ABOUT THIS EXERCISE: Lines that contain the string "nose" are the ones to list; copy all of them from the records.
**** ENTRIES SHOWN
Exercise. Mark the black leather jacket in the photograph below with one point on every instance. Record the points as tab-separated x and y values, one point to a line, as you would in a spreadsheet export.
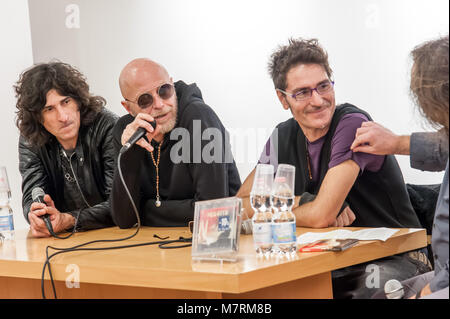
41	167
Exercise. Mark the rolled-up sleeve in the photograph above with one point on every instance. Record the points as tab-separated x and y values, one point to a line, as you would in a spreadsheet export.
429	151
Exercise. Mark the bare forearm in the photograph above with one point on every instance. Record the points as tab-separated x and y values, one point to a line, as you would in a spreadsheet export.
402	145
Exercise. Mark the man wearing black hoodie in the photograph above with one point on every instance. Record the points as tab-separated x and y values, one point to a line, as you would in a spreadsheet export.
187	157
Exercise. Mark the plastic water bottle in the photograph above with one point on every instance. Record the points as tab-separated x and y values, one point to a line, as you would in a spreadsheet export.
6	213
262	224
260	202
283	221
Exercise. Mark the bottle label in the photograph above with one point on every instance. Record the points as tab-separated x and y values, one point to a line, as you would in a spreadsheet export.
262	233
283	233
6	223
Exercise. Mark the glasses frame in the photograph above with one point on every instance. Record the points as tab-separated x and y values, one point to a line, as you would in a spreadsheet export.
153	99
295	95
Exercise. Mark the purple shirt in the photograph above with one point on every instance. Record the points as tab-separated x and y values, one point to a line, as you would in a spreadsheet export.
340	148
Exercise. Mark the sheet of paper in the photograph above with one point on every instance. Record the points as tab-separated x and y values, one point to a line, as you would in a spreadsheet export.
381	233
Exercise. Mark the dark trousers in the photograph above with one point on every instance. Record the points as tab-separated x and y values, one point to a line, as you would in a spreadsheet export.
364	280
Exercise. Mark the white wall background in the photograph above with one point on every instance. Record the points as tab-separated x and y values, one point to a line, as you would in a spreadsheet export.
224	47
15	55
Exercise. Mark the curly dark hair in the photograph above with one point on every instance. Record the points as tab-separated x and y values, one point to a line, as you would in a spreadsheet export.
31	91
429	80
298	51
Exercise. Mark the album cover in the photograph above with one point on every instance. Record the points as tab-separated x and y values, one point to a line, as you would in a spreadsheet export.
216	229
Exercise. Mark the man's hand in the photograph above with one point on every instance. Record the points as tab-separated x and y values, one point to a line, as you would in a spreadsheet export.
346	218
60	221
141	120
373	138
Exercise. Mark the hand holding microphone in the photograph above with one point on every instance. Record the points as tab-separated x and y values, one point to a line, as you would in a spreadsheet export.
37	194
133	133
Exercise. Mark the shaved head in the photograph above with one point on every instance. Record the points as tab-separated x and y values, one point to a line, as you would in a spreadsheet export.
139	73
146	76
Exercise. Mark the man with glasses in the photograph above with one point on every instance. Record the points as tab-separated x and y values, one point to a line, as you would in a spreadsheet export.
163	184
333	185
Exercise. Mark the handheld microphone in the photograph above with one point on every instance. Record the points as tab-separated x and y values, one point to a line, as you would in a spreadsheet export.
140	132
393	289
37	194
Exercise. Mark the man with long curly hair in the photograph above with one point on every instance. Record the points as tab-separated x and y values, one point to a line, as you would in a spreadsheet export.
65	148
429	151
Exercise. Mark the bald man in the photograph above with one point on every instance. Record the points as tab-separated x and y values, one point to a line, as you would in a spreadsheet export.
186	158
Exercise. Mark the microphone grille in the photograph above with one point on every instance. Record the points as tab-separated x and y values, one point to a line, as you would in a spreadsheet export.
36	192
393	289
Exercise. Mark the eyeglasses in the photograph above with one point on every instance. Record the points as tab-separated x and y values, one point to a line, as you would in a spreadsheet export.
145	100
306	93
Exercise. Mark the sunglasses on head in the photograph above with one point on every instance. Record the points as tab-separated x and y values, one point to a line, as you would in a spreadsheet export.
145	100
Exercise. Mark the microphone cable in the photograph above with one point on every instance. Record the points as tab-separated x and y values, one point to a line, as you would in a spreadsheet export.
164	244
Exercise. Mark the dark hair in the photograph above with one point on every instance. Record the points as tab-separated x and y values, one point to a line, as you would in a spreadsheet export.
298	51
31	91
429	80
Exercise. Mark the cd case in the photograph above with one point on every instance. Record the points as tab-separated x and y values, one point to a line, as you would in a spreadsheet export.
329	245
217	225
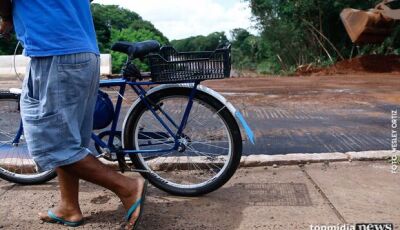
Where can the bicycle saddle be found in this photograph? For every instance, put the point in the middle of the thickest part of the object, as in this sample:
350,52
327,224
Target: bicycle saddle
137,49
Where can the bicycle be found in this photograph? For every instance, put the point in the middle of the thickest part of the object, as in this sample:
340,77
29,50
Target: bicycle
180,135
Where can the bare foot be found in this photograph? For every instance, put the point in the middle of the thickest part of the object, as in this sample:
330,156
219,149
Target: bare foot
63,213
136,189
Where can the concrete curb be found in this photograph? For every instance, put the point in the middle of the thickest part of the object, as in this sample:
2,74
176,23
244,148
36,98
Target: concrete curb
305,158
271,160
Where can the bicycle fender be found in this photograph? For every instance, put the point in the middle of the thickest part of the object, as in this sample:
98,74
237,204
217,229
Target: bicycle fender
235,112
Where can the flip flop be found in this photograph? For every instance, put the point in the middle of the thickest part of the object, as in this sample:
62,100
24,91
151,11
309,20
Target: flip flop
59,220
138,203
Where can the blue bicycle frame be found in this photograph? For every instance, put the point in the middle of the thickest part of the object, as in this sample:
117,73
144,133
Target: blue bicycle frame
141,92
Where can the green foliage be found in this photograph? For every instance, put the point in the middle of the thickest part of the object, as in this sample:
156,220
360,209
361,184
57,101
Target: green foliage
302,32
200,43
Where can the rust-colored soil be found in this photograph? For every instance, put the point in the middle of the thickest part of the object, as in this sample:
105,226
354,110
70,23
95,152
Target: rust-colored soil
365,64
325,91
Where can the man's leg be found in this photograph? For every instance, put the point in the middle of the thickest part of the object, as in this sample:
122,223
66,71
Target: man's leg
91,169
68,208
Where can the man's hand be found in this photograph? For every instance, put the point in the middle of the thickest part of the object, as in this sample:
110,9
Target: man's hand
6,27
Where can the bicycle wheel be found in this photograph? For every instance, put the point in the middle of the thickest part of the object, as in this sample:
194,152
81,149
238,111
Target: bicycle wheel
16,165
211,144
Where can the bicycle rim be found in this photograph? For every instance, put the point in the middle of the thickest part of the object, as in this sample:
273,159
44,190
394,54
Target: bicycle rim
209,144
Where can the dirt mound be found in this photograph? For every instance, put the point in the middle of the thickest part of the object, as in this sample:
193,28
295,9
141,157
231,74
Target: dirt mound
364,64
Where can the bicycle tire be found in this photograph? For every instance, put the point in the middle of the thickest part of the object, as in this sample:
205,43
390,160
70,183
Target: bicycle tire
130,140
11,175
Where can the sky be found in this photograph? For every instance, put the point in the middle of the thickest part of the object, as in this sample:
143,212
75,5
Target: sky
179,19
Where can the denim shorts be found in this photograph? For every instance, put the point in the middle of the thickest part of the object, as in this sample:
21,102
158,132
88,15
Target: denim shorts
57,105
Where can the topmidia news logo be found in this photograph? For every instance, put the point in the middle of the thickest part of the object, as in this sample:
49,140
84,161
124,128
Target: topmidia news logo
369,226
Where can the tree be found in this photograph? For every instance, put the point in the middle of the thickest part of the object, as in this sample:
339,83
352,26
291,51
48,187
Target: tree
201,43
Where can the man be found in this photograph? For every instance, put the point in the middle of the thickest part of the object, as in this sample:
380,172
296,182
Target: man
58,99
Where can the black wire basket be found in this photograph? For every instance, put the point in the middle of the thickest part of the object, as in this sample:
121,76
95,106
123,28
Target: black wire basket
170,66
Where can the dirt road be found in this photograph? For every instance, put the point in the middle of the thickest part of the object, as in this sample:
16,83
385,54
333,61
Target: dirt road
336,113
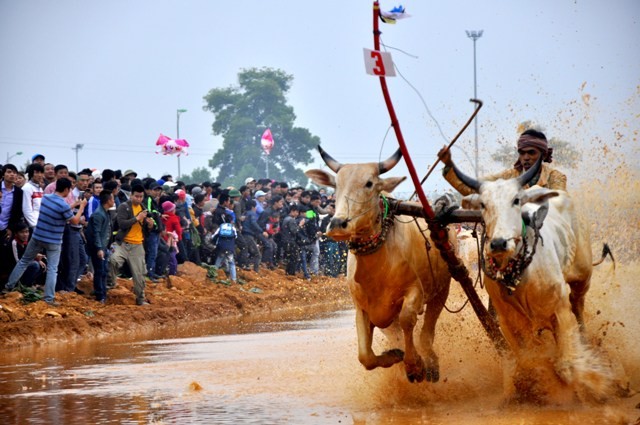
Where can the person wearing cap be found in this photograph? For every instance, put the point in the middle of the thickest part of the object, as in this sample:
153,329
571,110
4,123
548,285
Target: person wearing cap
532,144
32,194
239,209
98,235
39,158
182,211
269,222
260,201
11,203
152,235
47,236
131,217
130,174
250,182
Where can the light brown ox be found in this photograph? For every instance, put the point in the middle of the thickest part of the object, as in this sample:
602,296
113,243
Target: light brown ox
538,313
393,284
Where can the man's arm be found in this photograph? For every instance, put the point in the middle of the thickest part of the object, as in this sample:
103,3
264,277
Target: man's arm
27,208
76,218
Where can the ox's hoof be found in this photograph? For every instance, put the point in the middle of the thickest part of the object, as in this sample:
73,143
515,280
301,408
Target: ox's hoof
433,374
392,357
416,372
564,369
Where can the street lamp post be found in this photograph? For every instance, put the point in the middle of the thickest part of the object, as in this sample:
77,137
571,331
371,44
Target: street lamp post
178,112
11,156
475,35
77,148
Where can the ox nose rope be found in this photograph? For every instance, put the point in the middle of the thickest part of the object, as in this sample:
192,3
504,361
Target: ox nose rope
********
RESULT BELOW:
Where can the ox nose rope be found in this photograph? For every instance, put the point in the middle of the thickest part of the object, as in this sample:
Target: ox nose rope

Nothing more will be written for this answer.